* [Task requirements]
Could you give the entries back exactly as they stand, minus any pictures?

* [Data extract]

■ ■ ■ ■ ■ ■ ■

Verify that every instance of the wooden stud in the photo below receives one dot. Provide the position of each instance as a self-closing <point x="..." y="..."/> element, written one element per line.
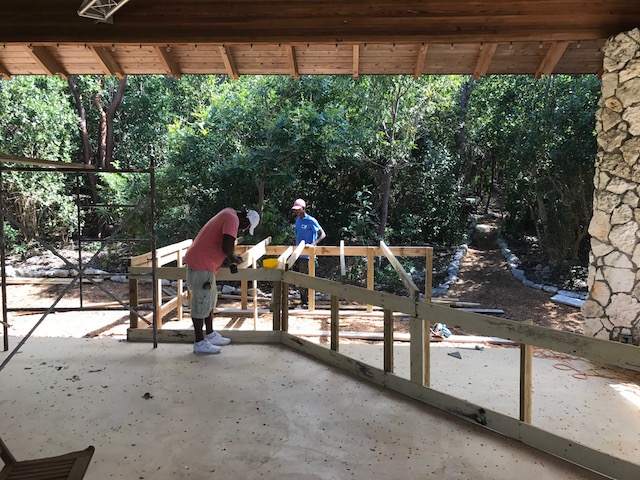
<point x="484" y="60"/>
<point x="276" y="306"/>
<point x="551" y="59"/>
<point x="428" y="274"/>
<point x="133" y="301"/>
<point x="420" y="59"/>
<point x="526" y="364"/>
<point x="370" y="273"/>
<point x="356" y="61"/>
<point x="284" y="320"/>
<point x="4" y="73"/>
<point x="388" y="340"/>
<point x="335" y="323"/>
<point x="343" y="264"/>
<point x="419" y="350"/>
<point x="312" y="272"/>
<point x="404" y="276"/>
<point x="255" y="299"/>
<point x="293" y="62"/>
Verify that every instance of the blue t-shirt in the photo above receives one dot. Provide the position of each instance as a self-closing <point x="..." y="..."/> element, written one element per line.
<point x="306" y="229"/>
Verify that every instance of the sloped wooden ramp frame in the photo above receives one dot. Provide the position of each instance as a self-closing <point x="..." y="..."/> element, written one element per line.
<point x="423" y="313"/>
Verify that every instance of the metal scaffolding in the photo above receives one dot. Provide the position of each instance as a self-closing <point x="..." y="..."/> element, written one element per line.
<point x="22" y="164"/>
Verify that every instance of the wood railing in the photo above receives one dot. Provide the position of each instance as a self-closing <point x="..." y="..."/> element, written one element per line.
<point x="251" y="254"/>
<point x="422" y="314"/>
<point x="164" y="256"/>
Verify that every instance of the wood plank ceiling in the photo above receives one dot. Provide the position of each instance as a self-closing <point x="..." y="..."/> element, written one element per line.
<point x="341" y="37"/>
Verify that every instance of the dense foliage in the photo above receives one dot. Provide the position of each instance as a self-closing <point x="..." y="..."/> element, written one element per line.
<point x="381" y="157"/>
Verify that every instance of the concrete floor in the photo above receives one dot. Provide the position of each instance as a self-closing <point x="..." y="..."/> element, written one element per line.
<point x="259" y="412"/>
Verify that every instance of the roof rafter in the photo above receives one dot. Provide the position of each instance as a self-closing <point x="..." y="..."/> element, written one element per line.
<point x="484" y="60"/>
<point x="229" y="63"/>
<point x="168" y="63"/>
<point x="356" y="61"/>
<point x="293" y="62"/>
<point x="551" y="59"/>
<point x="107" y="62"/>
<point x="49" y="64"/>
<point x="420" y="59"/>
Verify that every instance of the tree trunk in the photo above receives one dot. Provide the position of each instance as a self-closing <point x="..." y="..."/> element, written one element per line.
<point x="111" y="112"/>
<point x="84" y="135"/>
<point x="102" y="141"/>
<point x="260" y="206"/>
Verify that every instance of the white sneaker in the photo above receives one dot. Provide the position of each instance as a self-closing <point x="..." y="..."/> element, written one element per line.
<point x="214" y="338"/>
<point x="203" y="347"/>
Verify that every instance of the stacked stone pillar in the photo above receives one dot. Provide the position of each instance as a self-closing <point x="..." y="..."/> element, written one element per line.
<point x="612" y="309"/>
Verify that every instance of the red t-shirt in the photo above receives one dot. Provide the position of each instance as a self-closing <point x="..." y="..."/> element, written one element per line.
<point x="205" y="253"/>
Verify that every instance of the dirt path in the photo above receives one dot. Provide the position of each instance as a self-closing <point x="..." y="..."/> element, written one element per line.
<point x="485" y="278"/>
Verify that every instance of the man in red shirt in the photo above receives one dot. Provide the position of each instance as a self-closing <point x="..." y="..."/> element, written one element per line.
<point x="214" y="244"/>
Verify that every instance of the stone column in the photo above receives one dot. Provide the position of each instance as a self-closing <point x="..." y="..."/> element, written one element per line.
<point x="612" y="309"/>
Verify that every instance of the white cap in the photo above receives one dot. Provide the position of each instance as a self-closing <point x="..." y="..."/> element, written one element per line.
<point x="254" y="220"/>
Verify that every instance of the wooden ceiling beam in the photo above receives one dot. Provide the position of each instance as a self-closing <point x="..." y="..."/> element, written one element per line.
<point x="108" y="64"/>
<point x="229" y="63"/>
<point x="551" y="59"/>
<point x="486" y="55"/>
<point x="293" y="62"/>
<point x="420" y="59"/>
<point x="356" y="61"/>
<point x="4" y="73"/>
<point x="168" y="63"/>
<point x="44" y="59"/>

■ ■ ■ ■ ■ ■ ■

* [Reply]
Verify that every instance of the wooden stud in the photo below receives one dot. Provide the position of each instance as a self-closing <point x="..." y="..."/> element, written one element per line.
<point x="484" y="60"/>
<point x="276" y="306"/>
<point x="551" y="59"/>
<point x="428" y="274"/>
<point x="133" y="301"/>
<point x="420" y="59"/>
<point x="526" y="364"/>
<point x="370" y="273"/>
<point x="356" y="61"/>
<point x="284" y="320"/>
<point x="4" y="73"/>
<point x="388" y="340"/>
<point x="335" y="323"/>
<point x="343" y="264"/>
<point x="419" y="350"/>
<point x="312" y="272"/>
<point x="404" y="276"/>
<point x="255" y="299"/>
<point x="293" y="62"/>
Verify that every instance of the blue t-shirt in the photo above receives one dot. Provide the position of each instance as a self-closing <point x="..." y="..."/> element, written one element per line.
<point x="306" y="229"/>
Verify that every instance of the sloped wooden ramp frame in the photo above receives one dot. Provide the position of each instance as a self-closing <point x="..." y="..."/> element, written one element per line.
<point x="423" y="313"/>
Verify that every instance of the metal scaffolding in the photo above receives one dot. Provide the position of each instance as a self-closing <point x="..." y="..."/> element, written one element per line.
<point x="22" y="164"/>
Verify that every instance of the wood railing in the photo above receives one dot. Provide the position of each instance as a self-closing <point x="..." y="..."/> element, written one element per line.
<point x="251" y="254"/>
<point x="422" y="314"/>
<point x="164" y="256"/>
Verify that every instance of the wood plank ceiling in the photo above receives one dot. Provide the position of each instance as a self-closing <point x="..." y="..."/> element, written one element per line.
<point x="341" y="37"/>
Verify that every instance of the dense foliage in the photo above receives one dot. Provide the position of each instance as a self-closing <point x="..." y="..."/> element, written one element per line.
<point x="381" y="157"/>
Verify that every instance of the concrete floor in the photo above receives one dot. Provide the position of each instance as a self-closing <point x="..." y="..."/> element, written one element per line.
<point x="259" y="412"/>
Verify that every instance of the roof rafter in the photo above receives one dot. Provide the position of each instance as a self-closing <point x="..." y="..."/> element, written one element per line.
<point x="484" y="60"/>
<point x="229" y="63"/>
<point x="168" y="63"/>
<point x="356" y="61"/>
<point x="293" y="62"/>
<point x="551" y="59"/>
<point x="107" y="62"/>
<point x="49" y="64"/>
<point x="420" y="59"/>
Verify that every instance of the tree trunk in the photo above receives one dot. Provide the position of each instance as a self-closing <point x="..." y="..."/> element, written one element per line.
<point x="111" y="112"/>
<point x="84" y="135"/>
<point x="102" y="141"/>
<point x="260" y="206"/>
Verify that every instance of the white sneaker in the photo above receives one dot. Provide the position of each instance as a self-closing <point x="..." y="..."/> element, written one element per line.
<point x="214" y="338"/>
<point x="203" y="347"/>
Verify that every instance of the stacked stone pillar in the photo above receives one dot. Provide the position of each instance as a self-closing <point x="..." y="..."/> element, written one element per line.
<point x="612" y="309"/>
Verify that every instance of the red t-shirt in the photo above receives one dot. Provide the position of each instance as a self-closing <point x="..." y="..."/> element, written one element per line.
<point x="205" y="253"/>
Verify that every instance of the dirt path in the photo above receives one dot. Provide the position of each instance as a self-closing <point x="..." y="..."/> element, written one element per line.
<point x="485" y="278"/>
Verify that every instance of the man in red shirt in the photo above receives one dot. Provide the position of each instance as a self-closing <point x="..." y="..."/> element, written one element per line.
<point x="214" y="244"/>
Verify that every instance of the stone column in the photo above receives one dot. Provide the position of each instance as a self-closing <point x="..." y="..."/> element, written one element per line.
<point x="612" y="309"/>
Verify that every instance of the white cap in the photo above receives one dot. Provide the position of each instance as a self-closing <point x="..." y="..."/> element, written one element per line.
<point x="254" y="220"/>
Verify that every instance of the wooden ceiling beam in the photo above receives one dot. Provide the position of each instance as a self-closing <point x="..." y="..."/> element, written one element per line.
<point x="108" y="64"/>
<point x="229" y="63"/>
<point x="551" y="59"/>
<point x="486" y="55"/>
<point x="293" y="62"/>
<point x="420" y="59"/>
<point x="356" y="61"/>
<point x="4" y="73"/>
<point x="168" y="63"/>
<point x="44" y="59"/>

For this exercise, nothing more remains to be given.